→ **What you have to do**
Line by line, output the entries below exactly as they appear.

** Opening Data excerpts block **

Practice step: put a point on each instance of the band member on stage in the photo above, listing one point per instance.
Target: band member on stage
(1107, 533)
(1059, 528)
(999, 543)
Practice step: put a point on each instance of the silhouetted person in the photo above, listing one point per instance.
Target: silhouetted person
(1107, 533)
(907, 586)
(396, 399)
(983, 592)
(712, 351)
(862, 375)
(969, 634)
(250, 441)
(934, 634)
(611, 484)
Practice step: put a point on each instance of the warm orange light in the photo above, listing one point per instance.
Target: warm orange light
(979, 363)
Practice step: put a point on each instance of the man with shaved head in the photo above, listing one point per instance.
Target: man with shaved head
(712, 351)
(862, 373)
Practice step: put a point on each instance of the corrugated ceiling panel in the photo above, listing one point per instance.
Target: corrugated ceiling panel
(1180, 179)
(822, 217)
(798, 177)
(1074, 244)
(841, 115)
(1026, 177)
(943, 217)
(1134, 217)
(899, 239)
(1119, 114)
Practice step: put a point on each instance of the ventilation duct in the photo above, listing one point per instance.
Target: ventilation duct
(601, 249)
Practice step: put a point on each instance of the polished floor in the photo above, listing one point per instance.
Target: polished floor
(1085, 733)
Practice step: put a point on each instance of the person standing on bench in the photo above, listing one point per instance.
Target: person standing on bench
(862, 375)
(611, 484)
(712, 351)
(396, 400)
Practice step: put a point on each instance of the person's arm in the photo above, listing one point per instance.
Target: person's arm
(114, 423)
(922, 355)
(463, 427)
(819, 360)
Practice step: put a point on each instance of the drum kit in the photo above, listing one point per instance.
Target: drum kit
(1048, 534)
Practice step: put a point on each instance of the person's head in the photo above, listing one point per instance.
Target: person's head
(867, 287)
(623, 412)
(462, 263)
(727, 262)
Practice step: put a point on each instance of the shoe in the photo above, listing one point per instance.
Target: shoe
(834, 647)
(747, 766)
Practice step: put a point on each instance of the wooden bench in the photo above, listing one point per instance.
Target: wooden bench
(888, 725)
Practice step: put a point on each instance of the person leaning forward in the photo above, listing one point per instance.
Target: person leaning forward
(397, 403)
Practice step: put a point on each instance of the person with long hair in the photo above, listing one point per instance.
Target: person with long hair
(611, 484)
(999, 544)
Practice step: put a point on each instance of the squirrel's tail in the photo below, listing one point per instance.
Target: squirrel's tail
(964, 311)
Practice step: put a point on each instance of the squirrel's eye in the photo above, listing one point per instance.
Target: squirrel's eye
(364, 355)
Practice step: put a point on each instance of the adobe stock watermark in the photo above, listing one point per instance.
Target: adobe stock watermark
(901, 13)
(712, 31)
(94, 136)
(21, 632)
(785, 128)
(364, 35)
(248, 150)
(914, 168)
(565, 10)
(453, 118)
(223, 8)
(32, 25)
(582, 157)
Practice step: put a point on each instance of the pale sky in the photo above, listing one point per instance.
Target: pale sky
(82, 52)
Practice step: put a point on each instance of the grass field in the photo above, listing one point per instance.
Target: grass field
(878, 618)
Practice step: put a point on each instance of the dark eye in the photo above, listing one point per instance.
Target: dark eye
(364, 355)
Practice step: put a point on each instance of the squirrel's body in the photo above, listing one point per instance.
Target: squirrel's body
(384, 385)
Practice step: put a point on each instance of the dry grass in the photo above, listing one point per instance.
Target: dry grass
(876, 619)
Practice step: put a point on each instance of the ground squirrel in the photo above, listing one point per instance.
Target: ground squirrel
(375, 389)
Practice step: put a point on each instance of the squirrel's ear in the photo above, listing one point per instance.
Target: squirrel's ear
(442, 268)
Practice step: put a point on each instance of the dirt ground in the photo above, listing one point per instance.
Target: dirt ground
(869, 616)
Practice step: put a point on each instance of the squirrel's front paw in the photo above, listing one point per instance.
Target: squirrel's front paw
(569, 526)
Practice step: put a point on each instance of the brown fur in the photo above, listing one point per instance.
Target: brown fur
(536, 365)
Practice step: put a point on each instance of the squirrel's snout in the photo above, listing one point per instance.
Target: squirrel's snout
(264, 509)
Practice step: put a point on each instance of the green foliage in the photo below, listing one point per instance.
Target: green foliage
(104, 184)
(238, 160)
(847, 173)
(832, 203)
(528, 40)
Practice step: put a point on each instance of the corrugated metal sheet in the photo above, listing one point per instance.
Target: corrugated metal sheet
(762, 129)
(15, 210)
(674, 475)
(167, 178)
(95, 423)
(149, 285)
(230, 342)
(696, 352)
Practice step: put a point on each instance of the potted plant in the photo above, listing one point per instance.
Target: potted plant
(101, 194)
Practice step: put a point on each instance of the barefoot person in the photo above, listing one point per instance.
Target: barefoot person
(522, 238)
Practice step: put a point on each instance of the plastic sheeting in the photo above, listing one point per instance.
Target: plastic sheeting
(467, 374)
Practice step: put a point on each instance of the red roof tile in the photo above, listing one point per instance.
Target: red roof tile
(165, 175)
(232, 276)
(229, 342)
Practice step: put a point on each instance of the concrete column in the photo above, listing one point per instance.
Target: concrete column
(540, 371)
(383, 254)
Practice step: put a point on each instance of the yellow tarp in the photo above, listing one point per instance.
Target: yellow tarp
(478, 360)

** Closing Data excerpts block **

→ **Output below**
Practice step: put a point on each instance of the band member on stage in the photo above, listing one point per instance.
Target: band member on stage
(1107, 533)
(1059, 528)
(999, 543)
Practice step: put a point on each instance of the silhouetted person in the photo above, listing one point per instance.
Target: silhouetted person
(1107, 533)
(907, 586)
(396, 399)
(983, 592)
(712, 351)
(862, 375)
(969, 634)
(250, 441)
(934, 634)
(611, 484)
Practice step: put a point on each instance of the warm orange light in the photo above, listing one point per instance.
Target: warm orange light
(979, 363)
Practice step: put a point on each instance of the man with shaved head in the photo above, listing one point per instance.
Target: man with shaved head
(712, 351)
(862, 373)
Practice step: put a point on each instance of the corrugated ceiling panel in the photo above, listing one point per instance.
Target: corrugated ceiling panel
(1180, 179)
(822, 217)
(798, 177)
(1074, 244)
(841, 115)
(1026, 177)
(943, 217)
(1134, 217)
(899, 239)
(1119, 114)
Practice step: put a point on each instance of the ventilation duct in the photo above, listing one point per instance.
Target: ventilation duct
(601, 249)
Practice step: put a point on each instance of the polished floor in the photo above, listing one point per instance.
Target: polished floor
(1085, 733)
Practice step: put a point on each instance of the person standing on bench in the photo above, listing one point per instance.
Target: person standing on bench
(862, 375)
(611, 484)
(712, 351)
(396, 400)
Practice step: put a point on each instance of the person's arm in the photo above, listing one point per instance.
Target: person's arm
(114, 423)
(922, 355)
(463, 427)
(819, 360)
Practice step: put a point on each instance of the drum kit in the photo above, listing one point per instance.
Target: drum kit
(1048, 534)
Practice step: put a point on each instance of the person's head in the photo above, listing one point per instance.
Target: person's head
(867, 287)
(623, 412)
(462, 263)
(727, 262)
Practice step: put a point on each instance of the shoe in the photo above, listing one point per instance.
Target: shoe
(834, 647)
(747, 766)
Practice step: put a point on each instance of the wooden bench in the photo above, listing one point per instance.
Target: wooden bench
(888, 725)
Practice step: put a point on each instance of the person leaning forward in the photo above, listing one point per instance.
Target: person leaning forward
(397, 403)
Practice step: put a point on each instance of the person with long hair in the photo above, listing one point per instance.
Target: person with long hair
(611, 484)
(999, 544)
Practice step: put a point on each instance of the squirrel's tail in the photo below, listing one point per instance.
Target: squirrel's tail
(964, 311)
Practice step: put a point on each instance of the squirrel's eye in the photo above, listing one point per instance.
Target: squirrel's eye
(364, 355)
Practice step: put a point on each instance of the adobe stock watermark in the photo above, listing one point per instance.
Target: adobe stock watermark
(901, 13)
(712, 31)
(94, 136)
(21, 632)
(785, 128)
(364, 35)
(248, 150)
(914, 168)
(565, 10)
(453, 118)
(223, 8)
(32, 25)
(582, 157)
Practice step: put a point on each instance of the pale sky in the photo above, listing one point per instance.
Target: pale sky
(82, 52)
Practice step: put a point on each instance of the grass field in the photo above, listing one point per instance.
Target: grass field
(878, 618)
Practice step: put a point on each instance of the dark eye in the photo above, listing one point per instance.
Target: dark eye
(364, 355)
Practice step: put a point on each instance of the squirrel's body in the photo above, listing one point per instance.
Target: squirrel's body
(384, 385)
Practice step: put a point on each instance of the dry grass in the photo above, listing one point per instance.
Target: dry grass
(876, 619)
Practice step: put a point on each instance of the ground squirrel in the photo above, listing one point per instance.
Target: ground squirrel
(375, 389)
Practice step: put a point on each instance of the squirrel's ear in the photo above, listing one point per instance.
Target: squirrel's ear
(442, 268)
Practice step: put a point on each instance of the dirt ground in the photo above, listing one point per instance.
Target: dirt ground
(869, 616)
Practice step: put a point on each instance of the squirrel's front paw in the photo above, listing one point per instance.
Target: squirrel's front paw
(569, 526)
Practice step: put a point on each instance of the brown fur in the photo above, listing one point per instance.
Target: brown fur
(536, 365)
Practice step: put a point on each instance of the squirrel's snout in the photo above, listing one point per instance.
Target: squirrel's snout
(264, 509)
Practice step: put a point on each instance of the green foliage in the photo below, listing one point per instance.
Target: green foliage
(104, 184)
(238, 160)
(847, 173)
(832, 203)
(528, 40)
Practice step: put a point on each instance of the corrugated metal sheet in the photo above, listing one point per instance.
Target: corrugated metal sheet
(762, 129)
(15, 210)
(674, 475)
(167, 178)
(95, 423)
(149, 285)
(230, 342)
(696, 352)
Practice step: put a point on each instance of the potted plant in the photo above, listing one point per instance.
Target: potted plant
(101, 194)
Practice step: put a point on each instance of the barefoot person in the photo above, listing one point per instance.
Target: barefoot person
(522, 238)
Practice step: put a point on each instance of the plastic sheeting in the photo above, listing one point per instance.
Target: plastic sheeting
(467, 374)
Practice step: put a point on each instance of the red roof tile in the photo above, listing one point per instance.
Target: red roof tile
(165, 175)
(232, 276)
(229, 342)
Practice step: put a point on each instance of the concrete column in the photo above, listing one point per instance.
Target: concrete column
(540, 371)
(383, 254)
Practice step: put a point on each instance of the yellow tarp in the photo above, listing one point per instance.
Target: yellow tarp
(478, 360)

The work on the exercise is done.